◆ Set task
Copy every one of the items below word for word, keeping each line unchanged.

◇ ◇ ◇ ◇ ◇ ◇ ◇

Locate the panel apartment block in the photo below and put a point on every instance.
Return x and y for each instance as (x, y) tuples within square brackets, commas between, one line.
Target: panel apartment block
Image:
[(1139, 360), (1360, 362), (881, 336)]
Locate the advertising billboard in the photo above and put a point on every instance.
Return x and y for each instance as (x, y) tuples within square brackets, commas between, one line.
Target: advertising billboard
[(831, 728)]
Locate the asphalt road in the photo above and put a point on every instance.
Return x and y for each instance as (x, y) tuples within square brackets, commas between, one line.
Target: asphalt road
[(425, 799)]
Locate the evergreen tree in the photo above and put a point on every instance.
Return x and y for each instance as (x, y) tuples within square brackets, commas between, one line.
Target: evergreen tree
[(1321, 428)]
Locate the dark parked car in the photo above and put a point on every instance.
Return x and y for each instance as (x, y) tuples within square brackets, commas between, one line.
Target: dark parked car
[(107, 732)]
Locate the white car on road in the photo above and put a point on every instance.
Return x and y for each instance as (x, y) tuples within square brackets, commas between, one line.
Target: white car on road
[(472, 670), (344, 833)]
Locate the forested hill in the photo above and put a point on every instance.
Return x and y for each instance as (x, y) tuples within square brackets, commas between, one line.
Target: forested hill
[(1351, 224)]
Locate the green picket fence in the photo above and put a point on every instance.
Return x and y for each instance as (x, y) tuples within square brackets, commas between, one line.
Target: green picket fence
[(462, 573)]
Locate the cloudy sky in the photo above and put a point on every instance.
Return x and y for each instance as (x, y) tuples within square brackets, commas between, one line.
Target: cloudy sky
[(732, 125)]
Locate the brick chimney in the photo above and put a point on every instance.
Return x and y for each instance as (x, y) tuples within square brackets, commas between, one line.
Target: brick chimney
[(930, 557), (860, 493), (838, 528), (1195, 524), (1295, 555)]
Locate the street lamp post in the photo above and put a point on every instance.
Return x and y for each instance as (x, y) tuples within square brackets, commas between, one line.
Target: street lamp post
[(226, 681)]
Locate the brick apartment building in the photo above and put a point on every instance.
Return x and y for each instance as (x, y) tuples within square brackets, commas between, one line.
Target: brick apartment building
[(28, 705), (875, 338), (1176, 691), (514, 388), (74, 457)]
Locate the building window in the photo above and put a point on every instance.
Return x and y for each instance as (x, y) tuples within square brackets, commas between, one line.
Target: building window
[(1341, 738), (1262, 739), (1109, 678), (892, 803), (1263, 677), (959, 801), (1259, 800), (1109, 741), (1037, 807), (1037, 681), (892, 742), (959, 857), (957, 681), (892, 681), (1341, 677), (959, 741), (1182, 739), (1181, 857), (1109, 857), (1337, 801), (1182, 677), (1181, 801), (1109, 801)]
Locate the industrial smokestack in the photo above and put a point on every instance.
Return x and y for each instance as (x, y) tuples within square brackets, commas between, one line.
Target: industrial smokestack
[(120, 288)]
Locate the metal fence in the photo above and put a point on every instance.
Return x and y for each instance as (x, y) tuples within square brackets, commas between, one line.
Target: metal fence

◇ ◇ ◇ ◇ ◇ ◇ ◇

◆ Response
Locate the panel apartment block in the photo below and put a point on every instance.
Return x and y for each instance as (x, y) tuples within square brackets, commas between, one line.
Target: panel apartment block
Image:
[(1139, 360), (1360, 362), (881, 336)]
Locate the advertising billboard in the photo above and put a point on every instance.
Return x and y for each instance as (x, y) tuples within square brackets, commas between, one line.
Target: advertising billboard
[(831, 728)]
Locate the asphalt road in the photo above and put a point on every instance.
Return x and y for each instance as (x, y) tuples within square brackets, commas between, one line.
Target: asphalt road
[(425, 799)]
Locate the evergreen tree in the photo above and put a point on every instance.
Return x and y for each instance as (x, y) tuples within square brackets, commas between, one line.
Target: evergreen tree
[(1321, 428)]
Locate the dark parked car in the photo above and put a point on every instance.
Return x and y for each instance as (x, y) tuples within square brackets, commas between, one line.
Target: dark parked car
[(107, 732)]
Locate the white car on road in the photo above and put a point on every instance.
Return x and y for each instance as (x, y) tuples within square brackets, commas between, one line.
Target: white car on road
[(472, 670), (344, 833)]
Locate the forested hill in the photo above and put a point on every instance.
Return x and y for each instance as (x, y) tuples within square brackets, commas between, one line.
Target: forested hill
[(1351, 224)]
Locate the green picket fence in the photo above and put a point on every instance.
Return x and y for each instance as (x, y) tuples within square brackets, commas between, one line.
Target: green picket fence
[(462, 573)]
Locate the cloudy sky in the photo above and put a point on every instance.
Return x and y for each instance as (x, y) tuples within square brackets, commas between, one line.
Target: cloudy sky
[(732, 125)]
Locate the brick chimney in the photo above and put a point on every instance.
Return x and y for each instance as (x, y) tuples within square brackets, commas between, one line.
Target: brick chimney
[(930, 557), (860, 493), (838, 528), (1195, 524), (1295, 555)]
Locate the street lamp post in the photo above and put a point on every instance.
Return x and y for each instance as (x, y) tuples within square brackets, commas between, one line.
Target: street lamp post
[(226, 681)]
Locate the brick apartment building in the photo above and put a point on every instance.
Return x and y for each instance as (x, y) tuples within square brackets, commas between, one line.
Target: brick apartment building
[(28, 705), (875, 338), (1176, 691), (514, 388), (74, 457)]
Locate the building window in the photo above and put a point on every instance.
Return x and y for each instance as (x, y) tuples within square brackets, commas between, one line.
Target: building window
[(1341, 738), (1262, 739), (1109, 678), (892, 803), (1263, 677), (959, 801), (1259, 800), (1109, 741), (1037, 807), (1037, 681), (892, 742), (959, 857), (957, 681), (892, 681), (1341, 677), (959, 741), (1182, 739), (1181, 857), (1109, 857), (1337, 801), (1182, 677), (1181, 801), (1109, 801)]
Locate the industrial smokestack in the photo above and put a point on every instance.
Return x and y for each instance as (x, y) tuples within square brackets, commas between, one line.
Target: industrial smokestack
[(120, 288)]
Locate the metal fence in the photo above and put a point on every instance.
Return x and y for each instance as (x, y) tuples within square brackets, commas between, one line.
Target: metal fence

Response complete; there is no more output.